### Task description
Reproduce the entries beneath exactly, without their images.

### Records supplied
__________

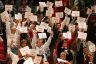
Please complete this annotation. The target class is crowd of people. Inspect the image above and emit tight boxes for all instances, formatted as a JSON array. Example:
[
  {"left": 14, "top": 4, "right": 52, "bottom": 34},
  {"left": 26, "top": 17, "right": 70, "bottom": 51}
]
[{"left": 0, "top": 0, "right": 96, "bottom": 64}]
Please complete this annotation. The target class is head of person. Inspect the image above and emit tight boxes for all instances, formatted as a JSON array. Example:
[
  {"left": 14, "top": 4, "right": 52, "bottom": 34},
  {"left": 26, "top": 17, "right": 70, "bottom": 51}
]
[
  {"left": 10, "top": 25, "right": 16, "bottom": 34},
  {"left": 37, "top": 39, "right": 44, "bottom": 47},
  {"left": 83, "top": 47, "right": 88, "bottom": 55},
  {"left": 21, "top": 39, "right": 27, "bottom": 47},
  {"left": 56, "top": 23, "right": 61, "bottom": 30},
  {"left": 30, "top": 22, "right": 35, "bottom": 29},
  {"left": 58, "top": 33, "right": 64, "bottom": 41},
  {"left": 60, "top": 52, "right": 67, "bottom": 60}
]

__________

### Output for this exercise
Please complete this annotation. The target class is crowd of people. Inspect the image above and emit tight boxes for all instances, formatted as a JSON array. Example:
[
  {"left": 14, "top": 4, "right": 52, "bottom": 34},
  {"left": 26, "top": 17, "right": 70, "bottom": 51}
]
[{"left": 0, "top": 0, "right": 96, "bottom": 64}]
Please complete this annotation. The target class is head of person. Inspect the image above and emit tight boxes for all instances, formatted as a JSON array. Example:
[
  {"left": 14, "top": 4, "right": 52, "bottom": 34},
  {"left": 26, "top": 17, "right": 70, "bottom": 51}
]
[
  {"left": 10, "top": 25, "right": 16, "bottom": 34},
  {"left": 37, "top": 39, "right": 44, "bottom": 47},
  {"left": 83, "top": 47, "right": 88, "bottom": 55},
  {"left": 21, "top": 39, "right": 27, "bottom": 47},
  {"left": 56, "top": 23, "right": 61, "bottom": 30},
  {"left": 30, "top": 22, "right": 35, "bottom": 29},
  {"left": 58, "top": 33, "right": 64, "bottom": 41},
  {"left": 60, "top": 52, "right": 67, "bottom": 60}
]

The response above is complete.